----- Entries provided
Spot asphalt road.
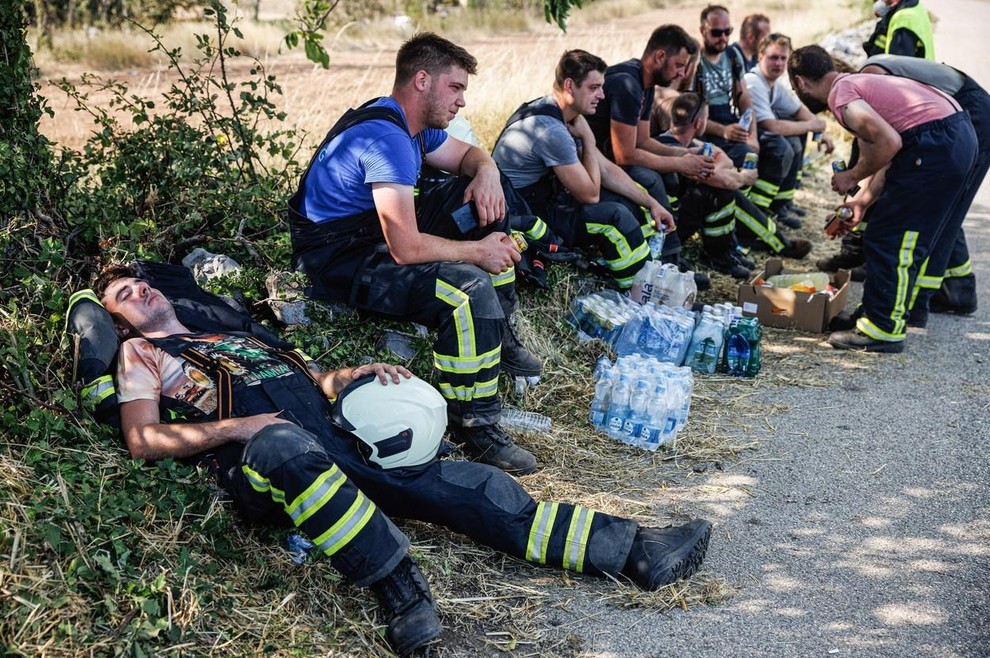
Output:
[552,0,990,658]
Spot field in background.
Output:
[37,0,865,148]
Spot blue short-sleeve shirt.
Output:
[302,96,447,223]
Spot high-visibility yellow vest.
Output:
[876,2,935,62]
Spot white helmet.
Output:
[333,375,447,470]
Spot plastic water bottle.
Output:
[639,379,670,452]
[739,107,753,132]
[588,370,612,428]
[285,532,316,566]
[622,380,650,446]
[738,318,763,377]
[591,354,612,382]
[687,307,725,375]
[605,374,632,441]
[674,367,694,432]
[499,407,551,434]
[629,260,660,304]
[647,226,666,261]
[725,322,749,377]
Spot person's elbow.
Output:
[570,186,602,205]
----------
**The exercise**
Scale every bounding-box coordinate in the answers by 0.9, rounding to whole numbers with halves going up, and give all of the items above again, requests included, without the pictures.

**The output**
Spot asphalt road.
Output:
[497,0,891,592]
Spot field in background.
Output:
[33,0,779,133]
Spot blue short-sleeve shirt.
Output:
[272,86,402,201]
Spot high-visibility yellow vest.
Output:
[788,2,842,56]
Spot white helmet.
Output:
[300,338,402,423]
Spot plastic water bottle.
Output:
[575,341,603,407]
[665,96,678,119]
[529,333,551,385]
[257,479,284,509]
[560,342,585,401]
[664,286,687,339]
[532,319,551,344]
[618,276,653,338]
[545,337,569,397]
[607,330,625,389]
[449,366,496,391]
[566,234,594,274]
[582,203,599,235]
[653,290,674,339]
Spot person's elbow.
Output:
[513,167,542,185]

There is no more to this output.